→ **PROBLEM DESCRIPTION**
The output is the lines below from the one with "task | put one marker on every instance of the candlestick" through the one with "task | put one marker on every instance of the speckled", both included, printed exactly and with no other line.

** Opening RECORDS SUPPLIED block **

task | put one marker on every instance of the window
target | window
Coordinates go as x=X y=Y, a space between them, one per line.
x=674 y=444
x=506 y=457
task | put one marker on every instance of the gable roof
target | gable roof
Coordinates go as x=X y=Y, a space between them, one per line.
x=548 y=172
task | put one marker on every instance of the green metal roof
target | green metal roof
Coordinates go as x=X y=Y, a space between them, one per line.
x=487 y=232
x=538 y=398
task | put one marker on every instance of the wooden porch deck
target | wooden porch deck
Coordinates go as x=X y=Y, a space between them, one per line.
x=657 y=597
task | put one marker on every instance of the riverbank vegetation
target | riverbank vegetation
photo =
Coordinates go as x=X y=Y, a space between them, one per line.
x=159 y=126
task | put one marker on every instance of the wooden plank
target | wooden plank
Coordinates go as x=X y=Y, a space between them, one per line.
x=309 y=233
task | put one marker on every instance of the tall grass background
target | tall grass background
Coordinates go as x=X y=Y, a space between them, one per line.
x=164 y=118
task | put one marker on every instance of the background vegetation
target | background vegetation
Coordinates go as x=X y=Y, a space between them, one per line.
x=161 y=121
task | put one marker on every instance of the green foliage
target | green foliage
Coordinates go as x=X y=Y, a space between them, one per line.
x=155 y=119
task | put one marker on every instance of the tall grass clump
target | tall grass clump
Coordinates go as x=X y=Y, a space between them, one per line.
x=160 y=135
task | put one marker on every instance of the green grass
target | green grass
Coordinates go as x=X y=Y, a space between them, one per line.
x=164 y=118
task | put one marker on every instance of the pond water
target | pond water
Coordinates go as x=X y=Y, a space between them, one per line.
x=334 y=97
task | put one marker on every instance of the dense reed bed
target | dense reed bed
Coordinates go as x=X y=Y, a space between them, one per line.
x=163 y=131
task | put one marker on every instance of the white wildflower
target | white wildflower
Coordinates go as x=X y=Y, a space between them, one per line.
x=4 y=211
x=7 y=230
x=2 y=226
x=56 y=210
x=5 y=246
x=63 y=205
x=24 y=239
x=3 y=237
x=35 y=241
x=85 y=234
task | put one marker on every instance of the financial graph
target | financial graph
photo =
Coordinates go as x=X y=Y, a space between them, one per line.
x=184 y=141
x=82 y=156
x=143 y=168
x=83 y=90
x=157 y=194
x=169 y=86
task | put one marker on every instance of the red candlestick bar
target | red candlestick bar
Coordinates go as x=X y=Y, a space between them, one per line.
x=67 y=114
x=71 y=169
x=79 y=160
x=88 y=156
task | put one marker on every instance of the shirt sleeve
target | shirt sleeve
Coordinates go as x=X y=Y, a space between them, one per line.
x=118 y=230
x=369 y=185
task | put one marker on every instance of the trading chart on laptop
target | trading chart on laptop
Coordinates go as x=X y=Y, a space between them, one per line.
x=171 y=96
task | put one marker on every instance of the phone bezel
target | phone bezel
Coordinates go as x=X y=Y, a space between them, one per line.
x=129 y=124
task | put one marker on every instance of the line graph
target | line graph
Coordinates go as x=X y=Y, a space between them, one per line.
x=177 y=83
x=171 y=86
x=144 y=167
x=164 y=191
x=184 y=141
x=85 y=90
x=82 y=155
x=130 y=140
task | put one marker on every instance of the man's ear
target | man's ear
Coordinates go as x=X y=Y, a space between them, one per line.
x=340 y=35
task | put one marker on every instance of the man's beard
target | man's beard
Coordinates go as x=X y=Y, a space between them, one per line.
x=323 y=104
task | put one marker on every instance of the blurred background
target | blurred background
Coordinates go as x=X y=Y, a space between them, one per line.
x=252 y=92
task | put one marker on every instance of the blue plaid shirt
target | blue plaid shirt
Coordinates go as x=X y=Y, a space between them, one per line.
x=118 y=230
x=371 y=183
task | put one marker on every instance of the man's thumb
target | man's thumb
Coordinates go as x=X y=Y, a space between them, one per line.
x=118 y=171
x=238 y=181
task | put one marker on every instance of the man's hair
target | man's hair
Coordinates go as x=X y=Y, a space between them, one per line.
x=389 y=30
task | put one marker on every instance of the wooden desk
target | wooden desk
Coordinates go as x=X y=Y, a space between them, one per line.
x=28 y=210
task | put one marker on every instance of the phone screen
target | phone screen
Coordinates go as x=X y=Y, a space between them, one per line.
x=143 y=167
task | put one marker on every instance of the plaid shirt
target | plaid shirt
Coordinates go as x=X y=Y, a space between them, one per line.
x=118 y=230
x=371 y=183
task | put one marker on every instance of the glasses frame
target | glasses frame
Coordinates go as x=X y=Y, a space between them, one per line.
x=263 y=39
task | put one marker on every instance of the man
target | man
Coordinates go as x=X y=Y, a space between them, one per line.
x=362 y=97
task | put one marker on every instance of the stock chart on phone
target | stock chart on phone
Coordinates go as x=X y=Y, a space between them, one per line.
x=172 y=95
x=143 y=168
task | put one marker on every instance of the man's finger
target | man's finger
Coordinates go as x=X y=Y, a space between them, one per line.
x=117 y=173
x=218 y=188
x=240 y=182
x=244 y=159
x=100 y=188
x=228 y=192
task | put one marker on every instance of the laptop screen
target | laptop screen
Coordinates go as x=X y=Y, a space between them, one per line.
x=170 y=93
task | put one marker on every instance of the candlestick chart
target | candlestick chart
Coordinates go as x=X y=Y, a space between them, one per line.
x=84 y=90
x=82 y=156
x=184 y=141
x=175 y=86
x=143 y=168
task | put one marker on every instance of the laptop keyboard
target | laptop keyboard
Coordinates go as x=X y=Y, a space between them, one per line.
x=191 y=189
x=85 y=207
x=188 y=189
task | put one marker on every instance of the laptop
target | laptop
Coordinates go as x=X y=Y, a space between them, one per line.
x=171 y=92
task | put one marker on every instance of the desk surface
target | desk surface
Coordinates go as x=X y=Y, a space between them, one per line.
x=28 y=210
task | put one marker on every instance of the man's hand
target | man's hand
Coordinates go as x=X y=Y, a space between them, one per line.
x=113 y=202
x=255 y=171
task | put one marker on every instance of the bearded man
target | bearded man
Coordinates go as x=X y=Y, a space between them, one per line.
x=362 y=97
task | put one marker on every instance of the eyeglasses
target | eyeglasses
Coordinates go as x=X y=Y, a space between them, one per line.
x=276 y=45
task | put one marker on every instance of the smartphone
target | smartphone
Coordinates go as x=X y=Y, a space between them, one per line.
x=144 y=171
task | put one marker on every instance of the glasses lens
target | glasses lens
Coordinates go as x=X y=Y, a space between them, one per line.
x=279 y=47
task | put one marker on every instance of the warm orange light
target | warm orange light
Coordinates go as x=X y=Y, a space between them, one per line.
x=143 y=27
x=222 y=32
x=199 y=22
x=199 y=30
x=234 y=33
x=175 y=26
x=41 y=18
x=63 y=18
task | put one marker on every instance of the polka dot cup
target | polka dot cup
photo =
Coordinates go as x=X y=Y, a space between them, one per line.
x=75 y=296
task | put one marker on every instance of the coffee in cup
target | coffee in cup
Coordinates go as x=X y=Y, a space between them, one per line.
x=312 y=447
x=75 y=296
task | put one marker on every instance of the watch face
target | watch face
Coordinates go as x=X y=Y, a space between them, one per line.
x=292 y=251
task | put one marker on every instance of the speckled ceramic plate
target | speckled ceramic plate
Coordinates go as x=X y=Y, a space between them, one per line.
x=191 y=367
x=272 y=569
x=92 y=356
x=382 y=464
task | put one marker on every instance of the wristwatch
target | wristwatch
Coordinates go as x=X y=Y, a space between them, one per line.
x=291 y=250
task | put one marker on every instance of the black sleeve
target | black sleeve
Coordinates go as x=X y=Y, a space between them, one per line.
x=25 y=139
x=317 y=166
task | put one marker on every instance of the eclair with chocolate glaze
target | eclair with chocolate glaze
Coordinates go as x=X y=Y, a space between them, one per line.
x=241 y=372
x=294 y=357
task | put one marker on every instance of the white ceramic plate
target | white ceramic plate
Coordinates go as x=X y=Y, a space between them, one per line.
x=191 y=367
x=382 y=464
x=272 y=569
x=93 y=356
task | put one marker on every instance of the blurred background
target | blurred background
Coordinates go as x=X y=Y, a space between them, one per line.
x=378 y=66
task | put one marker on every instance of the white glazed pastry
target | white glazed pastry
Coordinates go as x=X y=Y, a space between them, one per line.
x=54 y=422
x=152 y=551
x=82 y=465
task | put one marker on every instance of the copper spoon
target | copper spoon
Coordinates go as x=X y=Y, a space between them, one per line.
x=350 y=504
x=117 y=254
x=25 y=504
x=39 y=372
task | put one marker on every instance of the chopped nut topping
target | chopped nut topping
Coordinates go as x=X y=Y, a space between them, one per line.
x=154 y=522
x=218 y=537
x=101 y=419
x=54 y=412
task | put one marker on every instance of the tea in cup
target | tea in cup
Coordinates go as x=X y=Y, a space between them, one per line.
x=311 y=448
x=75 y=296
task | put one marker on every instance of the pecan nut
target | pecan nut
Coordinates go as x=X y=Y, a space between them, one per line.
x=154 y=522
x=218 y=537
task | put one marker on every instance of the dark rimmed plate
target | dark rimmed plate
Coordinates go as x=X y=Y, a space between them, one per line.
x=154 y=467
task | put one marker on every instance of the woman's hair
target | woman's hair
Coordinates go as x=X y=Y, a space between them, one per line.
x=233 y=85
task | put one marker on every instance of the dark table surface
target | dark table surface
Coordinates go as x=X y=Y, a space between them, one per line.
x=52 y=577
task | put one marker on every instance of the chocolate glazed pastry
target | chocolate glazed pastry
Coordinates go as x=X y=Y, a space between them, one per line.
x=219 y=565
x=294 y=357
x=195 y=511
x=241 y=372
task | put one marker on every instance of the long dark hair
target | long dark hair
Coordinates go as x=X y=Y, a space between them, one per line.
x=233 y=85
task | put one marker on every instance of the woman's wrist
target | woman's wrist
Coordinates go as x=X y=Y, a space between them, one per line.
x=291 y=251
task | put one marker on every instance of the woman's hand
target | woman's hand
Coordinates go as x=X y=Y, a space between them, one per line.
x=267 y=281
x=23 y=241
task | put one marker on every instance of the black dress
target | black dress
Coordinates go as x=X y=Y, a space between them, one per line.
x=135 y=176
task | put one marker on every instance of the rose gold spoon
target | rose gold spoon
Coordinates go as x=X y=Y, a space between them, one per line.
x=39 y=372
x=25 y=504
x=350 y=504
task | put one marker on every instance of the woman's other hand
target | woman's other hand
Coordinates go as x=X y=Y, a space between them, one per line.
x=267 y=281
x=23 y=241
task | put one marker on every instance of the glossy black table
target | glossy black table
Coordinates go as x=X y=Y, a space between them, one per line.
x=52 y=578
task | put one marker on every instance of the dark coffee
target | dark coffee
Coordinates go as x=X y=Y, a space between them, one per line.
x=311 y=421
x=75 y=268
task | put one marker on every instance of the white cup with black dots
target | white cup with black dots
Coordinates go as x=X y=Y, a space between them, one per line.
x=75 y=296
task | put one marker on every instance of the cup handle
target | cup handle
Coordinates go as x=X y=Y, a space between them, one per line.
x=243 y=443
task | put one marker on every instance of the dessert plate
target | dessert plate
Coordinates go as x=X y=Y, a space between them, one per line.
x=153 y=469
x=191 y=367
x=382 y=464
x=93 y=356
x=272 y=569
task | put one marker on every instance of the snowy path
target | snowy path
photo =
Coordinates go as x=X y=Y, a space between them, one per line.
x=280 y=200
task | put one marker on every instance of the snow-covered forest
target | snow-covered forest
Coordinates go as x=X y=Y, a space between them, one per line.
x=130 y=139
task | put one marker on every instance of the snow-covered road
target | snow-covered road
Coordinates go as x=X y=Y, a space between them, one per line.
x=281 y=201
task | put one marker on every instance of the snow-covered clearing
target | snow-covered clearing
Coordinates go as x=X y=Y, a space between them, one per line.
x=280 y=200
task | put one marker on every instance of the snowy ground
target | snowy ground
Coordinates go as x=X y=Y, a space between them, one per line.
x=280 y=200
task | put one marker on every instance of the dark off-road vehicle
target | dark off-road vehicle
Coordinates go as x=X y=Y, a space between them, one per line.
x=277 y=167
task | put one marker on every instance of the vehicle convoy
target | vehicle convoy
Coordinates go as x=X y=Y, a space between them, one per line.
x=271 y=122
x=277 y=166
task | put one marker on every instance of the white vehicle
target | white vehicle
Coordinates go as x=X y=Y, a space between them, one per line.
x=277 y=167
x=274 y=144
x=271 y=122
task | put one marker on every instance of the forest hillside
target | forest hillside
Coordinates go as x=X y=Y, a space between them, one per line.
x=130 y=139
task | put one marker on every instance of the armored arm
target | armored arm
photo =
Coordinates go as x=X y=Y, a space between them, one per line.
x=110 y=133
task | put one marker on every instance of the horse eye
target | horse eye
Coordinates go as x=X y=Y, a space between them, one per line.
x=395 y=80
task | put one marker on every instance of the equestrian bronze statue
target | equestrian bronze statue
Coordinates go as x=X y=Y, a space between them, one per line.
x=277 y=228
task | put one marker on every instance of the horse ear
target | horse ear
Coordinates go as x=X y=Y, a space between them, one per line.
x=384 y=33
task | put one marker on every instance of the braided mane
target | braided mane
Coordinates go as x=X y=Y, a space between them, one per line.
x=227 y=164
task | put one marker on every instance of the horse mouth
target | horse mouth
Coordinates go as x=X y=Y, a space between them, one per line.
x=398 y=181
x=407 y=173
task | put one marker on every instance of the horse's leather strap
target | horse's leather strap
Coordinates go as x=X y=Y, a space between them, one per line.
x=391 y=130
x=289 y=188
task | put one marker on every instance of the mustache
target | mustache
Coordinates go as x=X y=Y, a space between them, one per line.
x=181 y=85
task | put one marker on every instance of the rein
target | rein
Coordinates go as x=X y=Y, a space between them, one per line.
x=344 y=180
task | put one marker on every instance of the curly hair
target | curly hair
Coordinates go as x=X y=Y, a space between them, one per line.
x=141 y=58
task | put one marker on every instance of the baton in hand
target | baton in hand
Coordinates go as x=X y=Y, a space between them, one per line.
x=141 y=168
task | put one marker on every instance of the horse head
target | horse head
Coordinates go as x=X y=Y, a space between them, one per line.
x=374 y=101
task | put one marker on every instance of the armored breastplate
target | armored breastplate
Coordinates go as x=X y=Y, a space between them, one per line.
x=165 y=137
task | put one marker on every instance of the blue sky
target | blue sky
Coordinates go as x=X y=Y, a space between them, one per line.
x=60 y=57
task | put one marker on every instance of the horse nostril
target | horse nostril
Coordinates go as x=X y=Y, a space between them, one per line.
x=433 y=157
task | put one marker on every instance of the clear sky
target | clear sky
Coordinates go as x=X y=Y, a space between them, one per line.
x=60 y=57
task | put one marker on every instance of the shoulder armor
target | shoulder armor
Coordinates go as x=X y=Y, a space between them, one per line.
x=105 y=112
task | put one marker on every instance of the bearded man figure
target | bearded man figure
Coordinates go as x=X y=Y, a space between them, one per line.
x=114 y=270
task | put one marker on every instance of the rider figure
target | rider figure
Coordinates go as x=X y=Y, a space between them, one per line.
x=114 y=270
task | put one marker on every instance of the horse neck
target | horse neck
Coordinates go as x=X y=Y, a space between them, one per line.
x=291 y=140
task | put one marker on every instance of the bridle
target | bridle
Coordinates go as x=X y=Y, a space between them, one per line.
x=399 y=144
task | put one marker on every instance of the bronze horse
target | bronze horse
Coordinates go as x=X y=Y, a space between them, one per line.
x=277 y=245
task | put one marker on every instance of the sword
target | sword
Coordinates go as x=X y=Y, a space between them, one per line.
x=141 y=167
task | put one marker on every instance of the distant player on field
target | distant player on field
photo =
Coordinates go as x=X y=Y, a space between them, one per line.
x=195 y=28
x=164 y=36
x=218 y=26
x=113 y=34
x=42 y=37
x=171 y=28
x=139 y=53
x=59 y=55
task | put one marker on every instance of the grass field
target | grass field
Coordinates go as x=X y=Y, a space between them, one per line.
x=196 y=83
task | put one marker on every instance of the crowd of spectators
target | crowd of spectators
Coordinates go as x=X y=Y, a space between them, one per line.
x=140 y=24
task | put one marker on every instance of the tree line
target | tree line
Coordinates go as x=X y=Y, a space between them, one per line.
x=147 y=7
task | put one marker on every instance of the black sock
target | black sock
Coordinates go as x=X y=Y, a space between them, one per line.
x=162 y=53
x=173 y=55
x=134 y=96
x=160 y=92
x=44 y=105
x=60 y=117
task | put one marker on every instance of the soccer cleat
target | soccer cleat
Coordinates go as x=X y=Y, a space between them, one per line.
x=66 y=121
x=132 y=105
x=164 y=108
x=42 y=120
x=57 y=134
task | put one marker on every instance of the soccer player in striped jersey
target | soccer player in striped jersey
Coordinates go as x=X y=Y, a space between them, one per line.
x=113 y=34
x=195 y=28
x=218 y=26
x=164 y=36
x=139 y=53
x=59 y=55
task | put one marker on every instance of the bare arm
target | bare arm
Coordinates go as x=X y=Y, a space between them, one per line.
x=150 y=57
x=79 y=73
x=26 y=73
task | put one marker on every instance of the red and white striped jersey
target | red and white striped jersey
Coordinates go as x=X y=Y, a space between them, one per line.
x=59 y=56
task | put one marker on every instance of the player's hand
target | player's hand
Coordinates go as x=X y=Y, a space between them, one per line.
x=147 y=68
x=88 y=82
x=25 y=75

** Closing RECORDS SUPPLIED block **

→ **YOUR RESPONSE**
task | put one marker on every instance of the candlestick chart
target | candlestick chart
Coordinates go as x=X y=Y, a space between them, one per line.
x=84 y=90
x=82 y=156
x=184 y=141
x=175 y=86
x=143 y=168
task | put one marker on every instance of the laptop keyboard
target | laptop keyboard
Coordinates go as x=X y=Y, a space between them, one per line.
x=191 y=189
x=85 y=207
x=188 y=189
task | put one marker on every instance of the laptop
target | laptop
Coordinates go as x=X y=Y, a space between them, one per line.
x=171 y=92
task | put one marker on every instance of the desk surface
target | desk surface
Coordinates go as x=X y=Y, a space between them, one per line.
x=28 y=210
task | put one marker on every instance of the man's hand
target | man's hand
Coordinates go as x=X y=Y, a space between them, one per line.
x=113 y=202
x=255 y=171
task | put one marker on every instance of the bearded man
target | bearded man
Coordinates go as x=X y=Y, a space between them, one per line.
x=362 y=97
task | put one marker on every instance of the eyeglasses
target | eyeglasses
Coordinates go as x=X y=Y, a space between them, one per line.
x=276 y=45
task | put one marker on every instance of the smartphone
target | smartphone
Coordinates go as x=X y=Y, a space between them, one per line.
x=144 y=171
task | put one marker on every instance of the glasses lens
target | glasses lens
Coordinates go as x=X y=Y, a space between them, one per line.
x=279 y=47
task | put one marker on every instance of the warm orange light
target | warm orange light
Coordinates go as x=X y=Y, a space between them, one per line.
x=143 y=27
x=222 y=32
x=199 y=22
x=199 y=30
x=234 y=33
x=175 y=26
x=41 y=18
x=63 y=18
task | put one marker on every instance of the polka dot cup
target | polka dot cup
photo =
Coordinates go as x=X y=Y, a space between them, one per line.
x=75 y=296
task | put one marker on every instance of the coffee in cup
target | coffee in cup
Coordinates go as x=X y=Y, a space between them, one per line.
x=312 y=447
x=75 y=296
task | put one marker on every instance of the watch face
target | watch face
Coordinates go as x=X y=Y, a space between them, one per line.
x=292 y=251
task | put one marker on every instance of the speckled ceramic plate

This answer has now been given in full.